▸ **SELECTED EXCERPT**:

Re: Hubble mistake - Action needed

I think they are reffering to the anonymous authored documents sent out by someone from NASA.

The bottom line is it is risky, in any mission scenerio, to launch the Shuttle. We have to finish the ISS, and unfortunetly the Shuttle is the only thing that can complete it... for now. We don't *need* to fix Hubble, so it is an unneccessary risk to send a Shuttle to it.

I think this issue would be more damning, and I would yell along with everyone if O'Keefe simply says no alternatives are being explored to save the Hubble. But they are saying that they would be open to a non-Shuttle mission to Hubble, if a plan can be devised.

Is Hubble worth losing one of our last remaining Shuttles and her crew for? I don't think so. [shrug]

Actually I agree with you about the fight to save Hubble. The more interesting question is how ineptly the politics is being played By NASA on this.

▸ **ITEMS**:

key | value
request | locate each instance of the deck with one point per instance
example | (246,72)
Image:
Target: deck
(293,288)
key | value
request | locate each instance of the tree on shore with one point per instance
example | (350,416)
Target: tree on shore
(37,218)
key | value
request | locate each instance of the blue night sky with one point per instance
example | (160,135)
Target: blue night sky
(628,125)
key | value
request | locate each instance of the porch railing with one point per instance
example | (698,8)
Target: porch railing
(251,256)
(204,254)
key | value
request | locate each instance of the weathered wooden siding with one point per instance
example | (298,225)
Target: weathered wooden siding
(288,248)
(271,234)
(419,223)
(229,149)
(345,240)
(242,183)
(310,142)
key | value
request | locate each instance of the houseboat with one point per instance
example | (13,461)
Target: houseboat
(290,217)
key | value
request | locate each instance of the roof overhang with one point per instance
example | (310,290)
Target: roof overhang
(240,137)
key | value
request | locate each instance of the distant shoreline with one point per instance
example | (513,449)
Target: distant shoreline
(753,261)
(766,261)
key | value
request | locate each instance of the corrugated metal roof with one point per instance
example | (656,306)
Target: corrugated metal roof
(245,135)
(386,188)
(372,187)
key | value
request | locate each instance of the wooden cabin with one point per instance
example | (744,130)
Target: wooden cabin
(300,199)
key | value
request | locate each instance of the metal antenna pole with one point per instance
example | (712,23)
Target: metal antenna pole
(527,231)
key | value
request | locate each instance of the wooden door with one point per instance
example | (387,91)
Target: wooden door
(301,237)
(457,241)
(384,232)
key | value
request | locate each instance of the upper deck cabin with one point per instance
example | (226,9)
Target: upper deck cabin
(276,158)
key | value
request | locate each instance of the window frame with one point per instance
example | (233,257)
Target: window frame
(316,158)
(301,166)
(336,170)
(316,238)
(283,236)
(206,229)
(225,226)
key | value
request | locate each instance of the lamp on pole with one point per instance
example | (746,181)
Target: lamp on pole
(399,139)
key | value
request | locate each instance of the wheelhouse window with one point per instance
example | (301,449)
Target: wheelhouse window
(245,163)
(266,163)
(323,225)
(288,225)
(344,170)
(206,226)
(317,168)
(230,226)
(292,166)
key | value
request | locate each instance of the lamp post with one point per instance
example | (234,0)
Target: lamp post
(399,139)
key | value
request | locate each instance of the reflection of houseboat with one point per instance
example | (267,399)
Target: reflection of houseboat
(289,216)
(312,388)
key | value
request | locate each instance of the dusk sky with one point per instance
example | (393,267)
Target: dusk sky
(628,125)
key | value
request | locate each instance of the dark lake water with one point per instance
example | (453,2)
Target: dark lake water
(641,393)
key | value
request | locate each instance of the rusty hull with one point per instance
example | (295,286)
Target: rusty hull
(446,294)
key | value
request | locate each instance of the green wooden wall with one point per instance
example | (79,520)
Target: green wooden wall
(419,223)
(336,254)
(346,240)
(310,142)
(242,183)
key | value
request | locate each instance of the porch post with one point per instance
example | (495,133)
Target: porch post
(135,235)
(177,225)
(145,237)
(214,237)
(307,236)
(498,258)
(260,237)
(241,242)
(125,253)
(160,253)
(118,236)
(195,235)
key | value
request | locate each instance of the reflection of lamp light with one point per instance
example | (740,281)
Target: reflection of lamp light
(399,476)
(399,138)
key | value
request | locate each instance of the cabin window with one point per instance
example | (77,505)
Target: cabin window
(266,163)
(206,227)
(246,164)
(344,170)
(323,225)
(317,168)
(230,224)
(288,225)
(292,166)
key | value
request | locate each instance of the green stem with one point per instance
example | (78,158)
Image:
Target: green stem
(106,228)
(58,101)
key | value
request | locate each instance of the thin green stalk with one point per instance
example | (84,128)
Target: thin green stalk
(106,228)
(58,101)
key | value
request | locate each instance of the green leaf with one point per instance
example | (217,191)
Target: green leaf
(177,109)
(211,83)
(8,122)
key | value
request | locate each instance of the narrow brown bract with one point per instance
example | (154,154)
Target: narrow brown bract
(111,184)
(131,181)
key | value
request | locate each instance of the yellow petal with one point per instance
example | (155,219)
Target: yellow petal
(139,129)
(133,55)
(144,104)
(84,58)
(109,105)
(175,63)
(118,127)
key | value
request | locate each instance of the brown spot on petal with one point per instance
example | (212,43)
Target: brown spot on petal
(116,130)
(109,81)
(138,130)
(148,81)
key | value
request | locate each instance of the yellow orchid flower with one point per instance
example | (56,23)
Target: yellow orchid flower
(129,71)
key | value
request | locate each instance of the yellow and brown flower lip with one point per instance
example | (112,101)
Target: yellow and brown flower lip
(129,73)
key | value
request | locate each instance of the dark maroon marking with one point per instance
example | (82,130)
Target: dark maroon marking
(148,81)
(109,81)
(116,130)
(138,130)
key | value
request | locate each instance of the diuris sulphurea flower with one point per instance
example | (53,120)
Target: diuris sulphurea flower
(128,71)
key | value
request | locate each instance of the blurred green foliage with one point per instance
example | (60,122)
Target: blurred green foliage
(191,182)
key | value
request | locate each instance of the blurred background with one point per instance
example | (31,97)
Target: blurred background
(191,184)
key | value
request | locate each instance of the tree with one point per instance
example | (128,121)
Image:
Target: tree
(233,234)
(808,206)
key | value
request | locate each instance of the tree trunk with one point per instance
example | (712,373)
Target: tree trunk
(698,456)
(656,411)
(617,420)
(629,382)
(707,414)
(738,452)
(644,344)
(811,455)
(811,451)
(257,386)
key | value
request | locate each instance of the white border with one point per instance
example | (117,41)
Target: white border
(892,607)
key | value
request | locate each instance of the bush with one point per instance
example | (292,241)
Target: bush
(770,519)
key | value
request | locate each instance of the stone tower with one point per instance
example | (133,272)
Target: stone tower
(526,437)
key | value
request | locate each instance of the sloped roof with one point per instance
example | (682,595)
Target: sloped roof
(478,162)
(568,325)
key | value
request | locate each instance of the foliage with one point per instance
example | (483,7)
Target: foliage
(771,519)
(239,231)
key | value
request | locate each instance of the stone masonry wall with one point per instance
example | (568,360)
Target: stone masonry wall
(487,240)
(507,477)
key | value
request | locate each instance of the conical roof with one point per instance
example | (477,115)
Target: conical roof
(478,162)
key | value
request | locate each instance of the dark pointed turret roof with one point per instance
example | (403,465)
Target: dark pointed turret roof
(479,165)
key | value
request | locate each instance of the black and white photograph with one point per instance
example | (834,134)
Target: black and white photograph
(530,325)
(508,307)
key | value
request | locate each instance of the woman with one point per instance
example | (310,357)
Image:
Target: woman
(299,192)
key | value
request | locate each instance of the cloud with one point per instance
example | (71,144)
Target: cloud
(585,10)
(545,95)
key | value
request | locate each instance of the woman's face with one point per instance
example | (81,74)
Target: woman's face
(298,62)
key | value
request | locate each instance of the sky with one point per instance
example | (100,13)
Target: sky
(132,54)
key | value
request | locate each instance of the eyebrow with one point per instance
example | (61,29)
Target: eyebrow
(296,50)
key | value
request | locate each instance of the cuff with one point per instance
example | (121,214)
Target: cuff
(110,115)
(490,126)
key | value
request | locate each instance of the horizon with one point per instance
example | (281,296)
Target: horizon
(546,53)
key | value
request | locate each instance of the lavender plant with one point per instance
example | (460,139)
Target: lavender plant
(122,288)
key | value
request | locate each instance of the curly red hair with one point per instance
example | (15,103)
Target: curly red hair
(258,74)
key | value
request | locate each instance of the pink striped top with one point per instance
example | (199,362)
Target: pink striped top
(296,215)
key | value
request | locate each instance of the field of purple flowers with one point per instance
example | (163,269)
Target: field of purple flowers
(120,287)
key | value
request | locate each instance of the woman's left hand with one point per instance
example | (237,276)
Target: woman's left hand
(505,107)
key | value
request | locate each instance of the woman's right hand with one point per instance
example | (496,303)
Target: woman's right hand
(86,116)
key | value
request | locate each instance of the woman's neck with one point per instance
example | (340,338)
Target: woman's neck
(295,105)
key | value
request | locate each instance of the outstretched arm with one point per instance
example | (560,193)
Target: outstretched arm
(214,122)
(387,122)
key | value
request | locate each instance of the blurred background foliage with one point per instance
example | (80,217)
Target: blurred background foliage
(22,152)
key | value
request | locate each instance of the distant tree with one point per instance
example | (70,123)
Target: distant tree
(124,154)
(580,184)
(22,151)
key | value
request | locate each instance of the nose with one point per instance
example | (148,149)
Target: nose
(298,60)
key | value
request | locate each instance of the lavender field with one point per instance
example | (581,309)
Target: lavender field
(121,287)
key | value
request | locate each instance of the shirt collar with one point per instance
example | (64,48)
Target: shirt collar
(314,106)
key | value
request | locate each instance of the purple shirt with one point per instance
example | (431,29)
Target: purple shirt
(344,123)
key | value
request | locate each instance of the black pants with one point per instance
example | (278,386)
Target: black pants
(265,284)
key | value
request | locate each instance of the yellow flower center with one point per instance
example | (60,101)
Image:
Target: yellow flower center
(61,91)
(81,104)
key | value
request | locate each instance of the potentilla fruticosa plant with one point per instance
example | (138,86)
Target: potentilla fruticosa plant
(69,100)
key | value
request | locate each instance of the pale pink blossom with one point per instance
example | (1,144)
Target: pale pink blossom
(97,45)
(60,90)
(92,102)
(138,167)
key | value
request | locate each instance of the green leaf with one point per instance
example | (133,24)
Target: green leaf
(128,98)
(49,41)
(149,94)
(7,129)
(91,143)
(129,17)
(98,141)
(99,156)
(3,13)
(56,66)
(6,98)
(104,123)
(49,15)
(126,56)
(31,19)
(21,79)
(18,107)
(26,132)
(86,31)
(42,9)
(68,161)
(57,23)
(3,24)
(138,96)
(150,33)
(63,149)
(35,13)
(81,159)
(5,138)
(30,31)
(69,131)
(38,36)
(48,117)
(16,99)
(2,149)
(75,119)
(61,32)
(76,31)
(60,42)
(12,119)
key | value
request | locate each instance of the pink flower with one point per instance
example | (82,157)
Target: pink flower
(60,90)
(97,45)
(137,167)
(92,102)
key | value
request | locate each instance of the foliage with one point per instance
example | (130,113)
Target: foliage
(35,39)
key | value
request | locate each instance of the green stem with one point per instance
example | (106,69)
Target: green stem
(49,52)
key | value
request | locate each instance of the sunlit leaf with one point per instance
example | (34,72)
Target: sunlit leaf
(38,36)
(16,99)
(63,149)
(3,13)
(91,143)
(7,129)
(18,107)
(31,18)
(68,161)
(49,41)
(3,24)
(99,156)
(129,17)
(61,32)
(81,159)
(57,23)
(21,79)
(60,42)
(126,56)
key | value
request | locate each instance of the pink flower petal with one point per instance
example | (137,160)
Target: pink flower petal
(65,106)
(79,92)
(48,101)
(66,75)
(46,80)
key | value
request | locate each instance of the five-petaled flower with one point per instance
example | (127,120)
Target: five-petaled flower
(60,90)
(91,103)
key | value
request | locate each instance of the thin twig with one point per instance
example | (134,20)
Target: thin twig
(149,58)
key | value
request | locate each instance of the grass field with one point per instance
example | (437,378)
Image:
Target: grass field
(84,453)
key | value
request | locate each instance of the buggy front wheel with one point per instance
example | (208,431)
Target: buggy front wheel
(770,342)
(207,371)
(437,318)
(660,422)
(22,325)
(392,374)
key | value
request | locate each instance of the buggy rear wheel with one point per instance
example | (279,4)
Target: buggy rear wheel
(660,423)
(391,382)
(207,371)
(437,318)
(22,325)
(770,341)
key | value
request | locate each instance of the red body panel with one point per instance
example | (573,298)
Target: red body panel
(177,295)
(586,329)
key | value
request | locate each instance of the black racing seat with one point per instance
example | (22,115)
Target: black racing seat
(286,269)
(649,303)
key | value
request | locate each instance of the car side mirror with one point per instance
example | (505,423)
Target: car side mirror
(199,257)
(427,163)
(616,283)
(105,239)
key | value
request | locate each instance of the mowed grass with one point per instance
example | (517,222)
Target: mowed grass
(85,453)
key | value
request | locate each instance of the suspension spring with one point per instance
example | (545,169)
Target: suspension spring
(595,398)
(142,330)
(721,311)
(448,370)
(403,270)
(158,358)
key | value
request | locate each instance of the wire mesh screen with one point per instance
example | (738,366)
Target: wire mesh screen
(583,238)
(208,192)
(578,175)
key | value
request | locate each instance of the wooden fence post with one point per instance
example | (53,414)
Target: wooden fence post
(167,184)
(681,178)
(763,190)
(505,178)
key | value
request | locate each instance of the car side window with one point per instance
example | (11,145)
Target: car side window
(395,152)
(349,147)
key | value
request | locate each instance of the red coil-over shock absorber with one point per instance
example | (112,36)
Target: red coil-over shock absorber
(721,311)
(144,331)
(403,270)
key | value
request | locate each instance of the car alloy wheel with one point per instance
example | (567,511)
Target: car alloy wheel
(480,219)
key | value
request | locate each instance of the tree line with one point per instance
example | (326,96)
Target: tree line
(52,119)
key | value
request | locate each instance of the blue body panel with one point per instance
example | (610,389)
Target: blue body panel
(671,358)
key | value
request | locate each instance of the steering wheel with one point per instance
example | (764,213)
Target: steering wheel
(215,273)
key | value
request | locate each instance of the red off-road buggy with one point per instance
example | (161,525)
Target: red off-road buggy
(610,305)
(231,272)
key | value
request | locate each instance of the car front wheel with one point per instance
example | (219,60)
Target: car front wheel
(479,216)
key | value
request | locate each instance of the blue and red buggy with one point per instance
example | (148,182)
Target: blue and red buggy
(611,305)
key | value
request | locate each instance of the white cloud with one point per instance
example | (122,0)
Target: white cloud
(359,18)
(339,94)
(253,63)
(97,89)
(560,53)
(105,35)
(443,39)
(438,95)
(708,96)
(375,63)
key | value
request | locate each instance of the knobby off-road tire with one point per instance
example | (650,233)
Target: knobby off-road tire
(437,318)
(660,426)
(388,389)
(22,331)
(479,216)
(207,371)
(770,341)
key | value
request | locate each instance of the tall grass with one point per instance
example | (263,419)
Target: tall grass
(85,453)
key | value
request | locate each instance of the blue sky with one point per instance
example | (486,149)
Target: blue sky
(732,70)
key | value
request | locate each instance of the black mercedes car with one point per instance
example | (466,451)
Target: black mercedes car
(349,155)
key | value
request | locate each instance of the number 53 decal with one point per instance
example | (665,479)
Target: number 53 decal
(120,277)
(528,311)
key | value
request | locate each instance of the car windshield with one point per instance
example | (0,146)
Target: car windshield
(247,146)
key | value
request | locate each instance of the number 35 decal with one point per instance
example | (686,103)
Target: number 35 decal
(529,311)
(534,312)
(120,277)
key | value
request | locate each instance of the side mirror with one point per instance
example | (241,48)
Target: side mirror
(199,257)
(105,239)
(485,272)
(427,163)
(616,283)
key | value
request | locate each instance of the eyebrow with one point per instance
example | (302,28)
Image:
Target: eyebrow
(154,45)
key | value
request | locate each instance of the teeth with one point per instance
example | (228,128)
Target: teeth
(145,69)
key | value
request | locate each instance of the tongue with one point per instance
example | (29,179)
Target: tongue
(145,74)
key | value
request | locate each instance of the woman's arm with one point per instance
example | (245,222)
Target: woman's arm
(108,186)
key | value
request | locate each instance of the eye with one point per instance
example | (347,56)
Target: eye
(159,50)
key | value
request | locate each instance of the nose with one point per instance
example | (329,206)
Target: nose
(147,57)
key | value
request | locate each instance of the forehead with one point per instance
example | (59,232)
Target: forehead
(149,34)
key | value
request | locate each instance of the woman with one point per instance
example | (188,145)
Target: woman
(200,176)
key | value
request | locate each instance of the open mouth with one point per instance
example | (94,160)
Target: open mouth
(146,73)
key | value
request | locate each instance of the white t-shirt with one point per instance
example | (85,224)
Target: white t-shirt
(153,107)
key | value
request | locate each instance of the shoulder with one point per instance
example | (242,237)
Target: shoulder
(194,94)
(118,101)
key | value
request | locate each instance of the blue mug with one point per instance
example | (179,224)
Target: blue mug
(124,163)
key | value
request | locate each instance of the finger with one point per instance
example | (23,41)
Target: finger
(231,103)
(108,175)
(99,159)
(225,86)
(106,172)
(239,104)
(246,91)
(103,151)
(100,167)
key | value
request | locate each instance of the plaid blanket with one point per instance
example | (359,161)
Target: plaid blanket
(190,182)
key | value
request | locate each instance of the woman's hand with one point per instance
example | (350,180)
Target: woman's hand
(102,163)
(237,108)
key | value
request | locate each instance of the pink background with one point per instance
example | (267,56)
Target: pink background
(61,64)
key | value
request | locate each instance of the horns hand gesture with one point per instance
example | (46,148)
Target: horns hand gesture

▸ **WRITTEN EXERCISE 1**: In the Hubble forum post, what kind of Hubble mission does the writer say NASA would be open to?
▸ **WRITTEN EXERCISE 2**: Gather every line of the rows that contains the word "night".

▸ **WRITTEN RESPONSE 1**: A non-Shuttle mission to Hubble, if a plan can be devised.

▸ **WRITTEN RESPONSE 2**:
request | locate each instance of the blue night sky with one point per instance
Target: blue night sky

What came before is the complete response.